# 8/14 quick report, lots of teef



## uncdub13 (Aug 9, 2003)

Inshore has been on fire, but i've been tryin to make myself get out and do more outside fishin this summer. Had perfect conditions today with light onshore winds and mild temps...felt more like end of september than mid august. Decided to go do the livebait thing and see what we could muster up. 

Bait was easy to come by on the sabiki with tons of small blues and threadfins for the taking. Turns out the sharks were the most hungry creatures around today though, but at least they were fun-sized. Landed several blacktips in the 5' range and lost some 6'+ after some crazy acrobatics. Not too many pics of the sharks, but did manage to get a pic of this one at least..










Also had a big silver fish take my bait on the surface. Had me thinking poon for a moment, but ended up being a 58" cuda. Got a nice little battle with several jumps and head-thrashing though, so i'll take it.


----------



## bbcroaker (Jan 6, 2005)

Cool.Good excitement


----------



## stonemason (Aug 4, 2006)

thats money


----------



## Cdog (Mar 18, 2002)

Dude, thats nuts. Them cuda's stink dont they?


----------



## NC-Norm-WB (Jul 25, 2008)

Is that the south end/Mase inlet? Looks like a great day!


----------



## Grilled Sardine (Apr 22, 2008)

nice fish!


----------



## Jesse Lockowitz (Feb 13, 2006)

dang, you fish the ocean without your PFD on?????!

heh just jokin bro, nice snaggle toof. bet the yak is gona have that nice cuda...uh..."aroma", to it for a while....




Jesse


----------



## jay b (Dec 1, 2002)

Jesse Lockowitz said:


> dang, you fish the ocean without your PFD on?????!
> Jesse


What he said..............

Other than that WTFG and nice fish !!

Exercises to complete |
A - List the usernames of everyone who replied to the original post in the fishing report thread.
B - Summarize the fishing report thread in two sentences.
C - Write the next reply in the fishing report thread.

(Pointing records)
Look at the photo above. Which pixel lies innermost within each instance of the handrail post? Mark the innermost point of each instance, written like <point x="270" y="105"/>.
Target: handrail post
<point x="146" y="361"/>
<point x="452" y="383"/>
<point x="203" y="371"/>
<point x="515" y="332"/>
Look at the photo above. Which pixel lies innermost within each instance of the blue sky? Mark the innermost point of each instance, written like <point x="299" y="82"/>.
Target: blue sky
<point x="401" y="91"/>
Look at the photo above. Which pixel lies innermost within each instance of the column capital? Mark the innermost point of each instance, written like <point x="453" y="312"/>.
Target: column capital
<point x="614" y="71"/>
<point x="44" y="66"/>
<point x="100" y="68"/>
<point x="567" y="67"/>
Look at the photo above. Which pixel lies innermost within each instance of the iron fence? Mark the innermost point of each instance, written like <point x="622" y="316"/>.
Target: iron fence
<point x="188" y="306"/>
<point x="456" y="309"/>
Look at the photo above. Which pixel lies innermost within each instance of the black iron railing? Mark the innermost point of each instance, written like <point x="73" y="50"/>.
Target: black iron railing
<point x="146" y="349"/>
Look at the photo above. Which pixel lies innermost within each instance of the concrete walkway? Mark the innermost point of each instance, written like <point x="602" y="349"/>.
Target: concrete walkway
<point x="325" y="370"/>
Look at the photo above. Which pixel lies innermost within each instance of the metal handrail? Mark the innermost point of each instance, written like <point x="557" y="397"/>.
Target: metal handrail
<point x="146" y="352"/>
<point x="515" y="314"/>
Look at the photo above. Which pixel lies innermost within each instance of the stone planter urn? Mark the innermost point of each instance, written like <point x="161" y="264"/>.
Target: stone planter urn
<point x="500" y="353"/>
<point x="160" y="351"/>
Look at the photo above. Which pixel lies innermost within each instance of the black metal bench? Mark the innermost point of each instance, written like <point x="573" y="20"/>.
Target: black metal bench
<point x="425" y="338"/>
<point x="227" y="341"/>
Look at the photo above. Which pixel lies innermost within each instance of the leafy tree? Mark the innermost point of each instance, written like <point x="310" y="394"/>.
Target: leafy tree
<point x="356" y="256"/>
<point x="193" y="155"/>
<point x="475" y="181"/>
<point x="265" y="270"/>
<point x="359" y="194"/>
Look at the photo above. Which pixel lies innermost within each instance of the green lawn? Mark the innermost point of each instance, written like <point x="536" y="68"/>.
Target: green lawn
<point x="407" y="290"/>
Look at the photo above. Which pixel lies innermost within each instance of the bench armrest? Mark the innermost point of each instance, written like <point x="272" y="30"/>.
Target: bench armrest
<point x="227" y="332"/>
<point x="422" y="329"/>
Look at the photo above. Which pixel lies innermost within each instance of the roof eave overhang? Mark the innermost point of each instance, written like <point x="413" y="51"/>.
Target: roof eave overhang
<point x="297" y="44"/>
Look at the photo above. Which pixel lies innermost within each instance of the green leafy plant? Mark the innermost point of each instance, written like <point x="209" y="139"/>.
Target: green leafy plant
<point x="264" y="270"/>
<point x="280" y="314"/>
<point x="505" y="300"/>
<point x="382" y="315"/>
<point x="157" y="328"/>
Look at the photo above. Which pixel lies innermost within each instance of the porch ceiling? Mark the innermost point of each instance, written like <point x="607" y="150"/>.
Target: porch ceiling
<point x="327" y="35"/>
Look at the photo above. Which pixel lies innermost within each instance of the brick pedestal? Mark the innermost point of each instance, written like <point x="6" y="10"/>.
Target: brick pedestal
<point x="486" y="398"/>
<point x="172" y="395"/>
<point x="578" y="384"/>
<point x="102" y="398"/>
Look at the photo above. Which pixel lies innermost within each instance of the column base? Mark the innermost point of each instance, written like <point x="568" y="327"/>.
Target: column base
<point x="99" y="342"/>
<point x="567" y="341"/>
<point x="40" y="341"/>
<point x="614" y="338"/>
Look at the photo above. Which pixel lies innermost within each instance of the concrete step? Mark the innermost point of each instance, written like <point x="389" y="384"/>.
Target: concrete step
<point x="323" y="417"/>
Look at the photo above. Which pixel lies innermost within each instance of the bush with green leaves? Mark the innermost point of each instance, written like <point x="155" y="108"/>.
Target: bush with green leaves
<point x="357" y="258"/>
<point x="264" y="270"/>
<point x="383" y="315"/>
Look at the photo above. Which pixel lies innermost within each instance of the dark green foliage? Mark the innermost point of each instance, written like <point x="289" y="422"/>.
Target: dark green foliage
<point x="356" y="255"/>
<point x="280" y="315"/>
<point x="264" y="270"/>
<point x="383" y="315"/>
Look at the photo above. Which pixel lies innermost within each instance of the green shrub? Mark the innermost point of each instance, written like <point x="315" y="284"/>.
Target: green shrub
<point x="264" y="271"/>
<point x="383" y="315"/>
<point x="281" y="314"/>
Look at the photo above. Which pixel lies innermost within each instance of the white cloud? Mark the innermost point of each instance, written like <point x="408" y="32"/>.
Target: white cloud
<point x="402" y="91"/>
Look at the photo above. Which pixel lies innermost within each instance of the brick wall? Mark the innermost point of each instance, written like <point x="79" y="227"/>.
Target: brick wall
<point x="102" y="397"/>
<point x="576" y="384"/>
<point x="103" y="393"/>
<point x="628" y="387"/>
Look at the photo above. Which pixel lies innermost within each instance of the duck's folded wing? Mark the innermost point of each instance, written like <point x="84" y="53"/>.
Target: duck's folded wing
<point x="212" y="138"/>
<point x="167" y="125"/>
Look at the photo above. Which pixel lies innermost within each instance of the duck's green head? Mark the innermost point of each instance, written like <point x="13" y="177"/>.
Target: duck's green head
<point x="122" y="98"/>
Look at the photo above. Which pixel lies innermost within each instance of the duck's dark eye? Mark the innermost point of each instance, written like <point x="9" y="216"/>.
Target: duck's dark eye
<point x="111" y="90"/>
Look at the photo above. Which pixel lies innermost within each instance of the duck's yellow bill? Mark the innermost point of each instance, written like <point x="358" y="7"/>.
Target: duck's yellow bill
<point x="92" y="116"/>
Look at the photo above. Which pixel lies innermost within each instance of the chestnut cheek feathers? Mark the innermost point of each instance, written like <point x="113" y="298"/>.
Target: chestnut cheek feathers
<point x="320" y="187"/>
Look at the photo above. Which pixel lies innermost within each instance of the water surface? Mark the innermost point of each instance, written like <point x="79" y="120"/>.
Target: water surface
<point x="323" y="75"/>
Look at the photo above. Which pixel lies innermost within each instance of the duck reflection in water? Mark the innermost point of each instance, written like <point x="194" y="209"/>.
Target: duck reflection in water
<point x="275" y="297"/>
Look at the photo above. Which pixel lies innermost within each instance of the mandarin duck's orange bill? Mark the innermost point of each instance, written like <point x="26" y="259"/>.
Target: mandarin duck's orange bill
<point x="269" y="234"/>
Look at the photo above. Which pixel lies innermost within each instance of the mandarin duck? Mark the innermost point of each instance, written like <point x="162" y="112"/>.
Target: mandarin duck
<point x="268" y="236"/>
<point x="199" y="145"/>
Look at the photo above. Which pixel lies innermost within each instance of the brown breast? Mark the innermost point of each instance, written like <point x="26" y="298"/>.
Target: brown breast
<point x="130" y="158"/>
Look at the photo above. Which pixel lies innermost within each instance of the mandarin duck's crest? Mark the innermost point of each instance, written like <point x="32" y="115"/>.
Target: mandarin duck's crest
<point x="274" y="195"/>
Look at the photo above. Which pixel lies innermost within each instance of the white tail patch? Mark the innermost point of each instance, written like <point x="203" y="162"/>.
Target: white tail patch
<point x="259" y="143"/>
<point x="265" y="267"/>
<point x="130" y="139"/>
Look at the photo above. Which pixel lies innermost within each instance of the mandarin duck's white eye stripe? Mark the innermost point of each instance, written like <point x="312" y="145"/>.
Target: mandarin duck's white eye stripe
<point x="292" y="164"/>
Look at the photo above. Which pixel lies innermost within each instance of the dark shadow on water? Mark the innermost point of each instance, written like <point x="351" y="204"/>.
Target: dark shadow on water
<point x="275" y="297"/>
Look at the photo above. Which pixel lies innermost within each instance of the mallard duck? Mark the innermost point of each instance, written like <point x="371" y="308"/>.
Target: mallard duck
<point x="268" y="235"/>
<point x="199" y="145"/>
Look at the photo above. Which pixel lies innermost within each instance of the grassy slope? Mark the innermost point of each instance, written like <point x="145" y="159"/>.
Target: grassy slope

Outputs |
A -
bbcroaker
stonemason
Cdog
NC-Norm-WB
Grilled Sardine
Jesse Lockowitz
jay b

B - On a day of light onshore winds and mild temperatures, uncdub13 went outside fishing with live bait caught on a sabiki, landing several blacktip sharks around 5 feet, losing some over 6 feet, and landing a 58" cuda that took the bait on the surface. Replies praised the catch, one asked whether the spot was the south end/Mase inlet, and Jesse Lockowitz joked about fishing the ocean without a PFD and about the cuda's "aroma" lingering on the yak.

C -
----------



## Too Busy (Sep 7, 2007)

Nice fish Ryan.
Looks like the ocean was pretty slick up your way yesterday.

Not much need for a PFD when the water is near 80 and you've got a buddy boat is there?


----------



## TreednNC (Jul 1, 2005)

awesome report once again


----------



## marstang50 (May 3, 2005)

dam!


----------



## Fishbreath (Nov 11, 2004)

Way to go Ryan!!! Stink or no stink, an ocean going king Cuda is a thrill and a great fight!

NICE!! :beer:


----------



## uncdub13 (Aug 9, 2003)

Cdog said:


> Dude, thats nuts. Them cuda's stink dont they?


oh yeah, they smell terrific.



NC-Norm-WB said:


> Is that the south end/Mase inlet? Looks like a great day!


yep.



Jesse Lockowitz said:


> dang, you fish the ocean without your PFD on?????!


yeah man, i swim/dive in it without one too. haha, knew you'd say somethin.



Too Busy said:


> Nice fish Ryan.
> Looks like the ocean was pretty slick up your way yesterday.
> 
> Not much need for a PFD when the water is near 80 and you've got a buddy boat is there?


it's just as nice again today, wish i could be out there. as for no PFD, i do leave it out on the deck somewhere just in case when in the ocean. just doesnt feel too risky to me on days like that, but that's just me.


----------



## BigBlueFord (Jul 26, 2008)

That is sweet!!! I gotta get off my arse and get a yak....


----------



## Too Busy (Sep 7, 2007)

uncdub13 said:


> it's just as nice again today, wish i could be out there. as for no PFD, i do leave it out on the deck somewhere just in case when in the ocean. just doesnt feel too risky to me on days like that, but that's just me.


I understand completely. I did the same off the coast at Nags Head every day last week. Ocean was dead calm a couple of days last week.


----------



## Rockstar (Jun 23, 2004)

Nice fish man!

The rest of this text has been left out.